• TASK ITEM A: Please extract the full 8-K filing text, reproducing it word for word.

**** TEXT PASSAGE

SECURITIES AND EXCHANGE COMMISSION

WASHINGTON, DC 20549

 


 

FORM 8-K

 

CURRENT REPORT

Pursuant to Section 13 or 15(d) of the Securities Exchange Act of 1934

 

Date of report (Date of earliest event reported):  October 21, 2016

 

B/E AEROSPACE, INC.

(Exact Name of Registrant as Specified in Charter)

 

Delaware

 

0-18348

 

06-1209796

(State or Other Jurisdiction
of Incorporation)

 

(Commission
File Number)

 

(IRS Employer
Identification No.)

 

1400 Corporate Center Way, Wellington, Florida

 

33414-2105

(Address of Principal Executive Offices)

 

(Zip Code)

 

Registrant’s telephone number, including area code (561) 791-5000

 

N/A

(Former Name or Former Address, if Changed Since Last Report)

 

Check the appropriate box below if the Form 8-K filing is intended to simultaneously satisfy the filing obligation of the registrant under any of the following provisions (see General Instruction A.2. below):

 

x  Written communications pursuant to Rule 425 under the Securities Act (17 CFR 230.425)

 

o  Soliciting material pursuant to Rule 14a-12 under the Exchange Act (17 CFR 240.14a-12)

 

o  Pre-commencement communications pursuant to Rule 14d-2(b) under the Exchange Act (17 CFR 240.14d-2(b))

 

o  Pre-commencement communications pursuant to Rule 13e-4(c) under the Exchange Act (17 CFR 240.13e-4(c))

 

 

 



 

Item 5.03.                         Amendments to Articles of Incorporation or Bylaws; Changes in Fiscal Year

 

On October 21, 2016, the board of directors of B/E Aerospace, Inc., a Delaware corporation (“B/E Aerospace”) amended and restated the Amended and Restated By-laws of B/E Aerospace, dated as of December 16, 2014 (the “Bylaws”), which became effective immediately.

********
**** DATA SUPPLIED

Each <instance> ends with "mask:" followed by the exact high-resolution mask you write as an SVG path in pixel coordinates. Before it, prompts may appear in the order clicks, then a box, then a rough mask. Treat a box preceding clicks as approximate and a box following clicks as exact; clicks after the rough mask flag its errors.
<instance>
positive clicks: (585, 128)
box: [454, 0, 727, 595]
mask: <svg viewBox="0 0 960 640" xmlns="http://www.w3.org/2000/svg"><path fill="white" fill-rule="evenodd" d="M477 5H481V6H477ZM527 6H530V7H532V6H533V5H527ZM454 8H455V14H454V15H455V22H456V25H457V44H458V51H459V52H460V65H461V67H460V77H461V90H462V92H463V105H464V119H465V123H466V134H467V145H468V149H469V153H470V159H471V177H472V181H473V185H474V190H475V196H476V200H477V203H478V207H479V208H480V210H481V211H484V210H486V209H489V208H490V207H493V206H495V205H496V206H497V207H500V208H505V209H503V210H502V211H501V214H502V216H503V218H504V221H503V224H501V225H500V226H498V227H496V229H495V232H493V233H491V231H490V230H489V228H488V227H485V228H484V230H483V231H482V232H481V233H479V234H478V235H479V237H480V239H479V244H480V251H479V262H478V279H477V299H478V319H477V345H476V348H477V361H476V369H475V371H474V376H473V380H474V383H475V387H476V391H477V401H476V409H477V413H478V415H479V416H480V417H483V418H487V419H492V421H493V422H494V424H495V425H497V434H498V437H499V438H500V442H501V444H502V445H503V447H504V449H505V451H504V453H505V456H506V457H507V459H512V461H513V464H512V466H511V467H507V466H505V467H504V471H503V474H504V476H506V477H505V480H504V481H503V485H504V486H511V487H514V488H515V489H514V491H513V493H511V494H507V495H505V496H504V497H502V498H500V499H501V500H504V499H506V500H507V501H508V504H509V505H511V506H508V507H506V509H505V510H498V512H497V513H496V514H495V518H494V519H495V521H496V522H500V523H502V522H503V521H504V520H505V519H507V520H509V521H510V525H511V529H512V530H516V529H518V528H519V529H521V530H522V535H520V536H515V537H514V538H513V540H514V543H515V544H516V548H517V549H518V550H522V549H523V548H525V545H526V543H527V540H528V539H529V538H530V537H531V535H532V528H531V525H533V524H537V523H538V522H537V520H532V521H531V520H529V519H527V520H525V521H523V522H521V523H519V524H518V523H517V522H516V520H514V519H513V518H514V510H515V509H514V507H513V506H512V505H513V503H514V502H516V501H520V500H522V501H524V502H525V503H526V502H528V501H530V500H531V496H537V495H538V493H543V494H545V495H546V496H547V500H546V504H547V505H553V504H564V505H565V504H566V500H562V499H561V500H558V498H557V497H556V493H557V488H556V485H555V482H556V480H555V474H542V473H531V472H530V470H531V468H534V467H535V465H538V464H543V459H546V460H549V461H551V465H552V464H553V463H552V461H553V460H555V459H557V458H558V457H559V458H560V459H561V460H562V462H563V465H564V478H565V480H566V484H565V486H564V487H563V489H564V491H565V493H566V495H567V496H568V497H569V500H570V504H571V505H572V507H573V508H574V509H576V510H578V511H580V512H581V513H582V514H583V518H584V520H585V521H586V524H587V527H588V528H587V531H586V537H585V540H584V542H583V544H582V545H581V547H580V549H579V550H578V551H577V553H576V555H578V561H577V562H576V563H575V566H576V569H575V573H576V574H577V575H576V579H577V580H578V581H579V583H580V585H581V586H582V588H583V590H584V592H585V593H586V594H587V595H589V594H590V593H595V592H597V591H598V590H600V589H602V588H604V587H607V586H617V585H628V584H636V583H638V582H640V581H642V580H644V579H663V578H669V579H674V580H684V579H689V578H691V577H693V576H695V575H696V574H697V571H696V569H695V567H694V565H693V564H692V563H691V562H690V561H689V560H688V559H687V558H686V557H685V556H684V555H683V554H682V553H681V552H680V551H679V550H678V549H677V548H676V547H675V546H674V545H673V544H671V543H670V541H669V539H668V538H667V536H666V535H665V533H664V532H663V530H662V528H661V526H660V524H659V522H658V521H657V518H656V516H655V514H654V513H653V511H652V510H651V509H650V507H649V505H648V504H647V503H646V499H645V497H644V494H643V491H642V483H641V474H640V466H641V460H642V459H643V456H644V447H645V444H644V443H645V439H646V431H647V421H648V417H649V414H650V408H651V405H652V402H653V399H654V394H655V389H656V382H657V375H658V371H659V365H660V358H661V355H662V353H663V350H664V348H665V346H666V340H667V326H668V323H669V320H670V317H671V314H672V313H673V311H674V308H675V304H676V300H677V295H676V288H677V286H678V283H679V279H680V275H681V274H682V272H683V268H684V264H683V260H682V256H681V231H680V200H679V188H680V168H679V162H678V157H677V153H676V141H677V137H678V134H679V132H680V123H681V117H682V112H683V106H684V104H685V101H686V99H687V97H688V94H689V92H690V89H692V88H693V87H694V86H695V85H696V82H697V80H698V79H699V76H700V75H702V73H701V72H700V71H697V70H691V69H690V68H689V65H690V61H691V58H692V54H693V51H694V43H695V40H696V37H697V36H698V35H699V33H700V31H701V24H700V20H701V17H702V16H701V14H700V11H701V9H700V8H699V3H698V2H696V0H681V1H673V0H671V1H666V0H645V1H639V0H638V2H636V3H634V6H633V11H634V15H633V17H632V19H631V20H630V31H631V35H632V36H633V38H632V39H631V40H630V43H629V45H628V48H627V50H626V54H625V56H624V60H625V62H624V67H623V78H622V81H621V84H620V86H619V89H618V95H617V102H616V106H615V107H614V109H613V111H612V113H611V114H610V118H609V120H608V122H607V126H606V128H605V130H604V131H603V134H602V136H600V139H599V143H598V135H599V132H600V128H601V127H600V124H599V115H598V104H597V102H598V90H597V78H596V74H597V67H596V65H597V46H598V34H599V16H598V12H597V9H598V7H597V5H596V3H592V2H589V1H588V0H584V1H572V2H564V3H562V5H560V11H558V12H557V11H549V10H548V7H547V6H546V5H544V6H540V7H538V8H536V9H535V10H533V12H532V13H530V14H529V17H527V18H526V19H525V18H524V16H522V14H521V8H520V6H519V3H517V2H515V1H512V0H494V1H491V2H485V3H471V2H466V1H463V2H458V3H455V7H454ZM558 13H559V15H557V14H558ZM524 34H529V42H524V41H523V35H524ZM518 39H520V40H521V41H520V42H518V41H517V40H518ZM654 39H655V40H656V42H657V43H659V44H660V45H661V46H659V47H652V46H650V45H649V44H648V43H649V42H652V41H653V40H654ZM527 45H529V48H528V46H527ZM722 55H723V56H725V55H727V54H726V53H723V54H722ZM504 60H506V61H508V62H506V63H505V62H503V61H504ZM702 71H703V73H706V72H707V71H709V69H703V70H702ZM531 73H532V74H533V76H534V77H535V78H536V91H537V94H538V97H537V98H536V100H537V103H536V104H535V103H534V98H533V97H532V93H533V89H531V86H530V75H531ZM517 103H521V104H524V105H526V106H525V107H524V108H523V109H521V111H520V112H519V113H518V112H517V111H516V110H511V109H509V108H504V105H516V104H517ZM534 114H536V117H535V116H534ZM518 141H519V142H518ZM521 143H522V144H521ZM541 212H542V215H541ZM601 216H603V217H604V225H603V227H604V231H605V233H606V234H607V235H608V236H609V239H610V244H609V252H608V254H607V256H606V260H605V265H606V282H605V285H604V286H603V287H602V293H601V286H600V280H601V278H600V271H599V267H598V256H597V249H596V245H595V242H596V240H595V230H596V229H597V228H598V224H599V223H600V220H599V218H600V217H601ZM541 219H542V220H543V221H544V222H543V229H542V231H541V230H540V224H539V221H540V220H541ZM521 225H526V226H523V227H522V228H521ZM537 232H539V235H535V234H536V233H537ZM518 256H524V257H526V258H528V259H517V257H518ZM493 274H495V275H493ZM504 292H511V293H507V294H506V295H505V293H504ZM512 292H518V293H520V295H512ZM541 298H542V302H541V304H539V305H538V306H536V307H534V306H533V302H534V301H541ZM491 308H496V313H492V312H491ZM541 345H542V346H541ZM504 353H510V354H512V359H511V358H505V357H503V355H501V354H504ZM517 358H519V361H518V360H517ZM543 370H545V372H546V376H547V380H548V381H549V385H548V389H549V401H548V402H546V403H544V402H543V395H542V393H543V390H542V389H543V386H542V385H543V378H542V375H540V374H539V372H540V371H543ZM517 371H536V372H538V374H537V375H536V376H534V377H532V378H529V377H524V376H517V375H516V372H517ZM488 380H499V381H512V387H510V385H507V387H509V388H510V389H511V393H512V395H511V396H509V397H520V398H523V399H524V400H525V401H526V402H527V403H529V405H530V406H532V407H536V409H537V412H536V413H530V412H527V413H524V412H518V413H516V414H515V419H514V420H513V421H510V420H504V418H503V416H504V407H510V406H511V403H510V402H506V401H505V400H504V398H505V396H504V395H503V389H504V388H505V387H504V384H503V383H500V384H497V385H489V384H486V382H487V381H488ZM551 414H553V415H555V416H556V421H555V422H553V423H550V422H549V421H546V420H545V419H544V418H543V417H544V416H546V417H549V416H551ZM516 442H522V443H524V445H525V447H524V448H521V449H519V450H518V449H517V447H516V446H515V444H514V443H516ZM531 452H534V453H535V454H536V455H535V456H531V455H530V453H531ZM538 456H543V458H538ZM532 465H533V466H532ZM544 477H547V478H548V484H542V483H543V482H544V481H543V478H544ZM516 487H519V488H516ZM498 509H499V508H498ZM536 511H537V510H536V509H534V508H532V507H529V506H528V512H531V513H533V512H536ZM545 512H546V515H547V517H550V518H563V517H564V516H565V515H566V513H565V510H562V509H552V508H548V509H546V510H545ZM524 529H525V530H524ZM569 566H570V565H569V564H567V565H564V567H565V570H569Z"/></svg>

********

• TASK ITEM B: Replace "positive clicks" with "foreground clicks" in the rows of the stored items, starting at the first row and ending at the row that contains "box: [454, 0, 727, 595]". Output only those rows and leave everything else in them unchanged.

• TASK SOLUTION A:
SECURITIES AND EXCHANGE COMMISSION

WASHINGTON, DC 20549

 


 

FORM 8-K

 

CURRENT REPORT

Pursuant to Section 13 or 15(d) of the Securities Exchange Act of 1934

 

Date of report (Date of earliest event reported):  October 21, 2016

 

B/E AEROSPACE, INC.

(Exact Name of Registrant as Specified in Charter)

 

Delaware

 

0-18348

 

06-1209796

(State or Other Jurisdiction
of Incorporation)

 

(Commission
File Number)

 

(IRS Employer
Identification No.)

 

1400 Corporate Center Way, Wellington, Florida

 

33414-2105

(Address of Principal Executive Offices)

 

(Zip Code)

 

Registrant’s telephone number, including area code (561) 791-5000

 

N/A

(Former Name or Former Address, if Changed Since Last Report)

 

Check the appropriate box below if the Form 8-K filing is intended to simultaneously satisfy the filing obligation of the registrant under any of the following provisions (see General Instruction A.2. below):

 

x  Written communications pursuant to Rule 425 under the Securities Act (17 CFR 230.425)

 

o  Soliciting material pursuant to Rule 14a-12 under the Exchange Act (17 CFR 240.14a-12)

 

o  Pre-commencement communications pursuant to Rule 14d-2(b) under the Exchange Act (17 CFR 240.14d-2(b))

 

o  Pre-commencement communications pursuant to Rule 13e-4(c) under the Exchange Act (17 CFR 240.13e-4(c))

 

 

 



 

Item 5.03.                         Amendments to Articles of Incorporation or Bylaws; Changes in Fiscal Year

 

On October 21, 2016, the board of directors of B/E Aerospace, Inc., a Delaware corporation (“B/E Aerospace”) amended and restated the Amended and Restated By-laws of B/E Aerospace, dated as of December 16, 2014 (the “Bylaws”), which became effective immediately.

• TASK SOLUTION B:
Each <instance> ends with "mask:" followed by the exact high-resolution mask you write as an SVG path in pixel coordinates. Before it, prompts may appear in the order clicks, then a box, then a rough mask. Treat a box preceding clicks as approximate and a box following clicks as exact; clicks after the rough mask flag its errors.
<instance>
foreground clicks: (585, 128)
box: [454, 0, 727, 595]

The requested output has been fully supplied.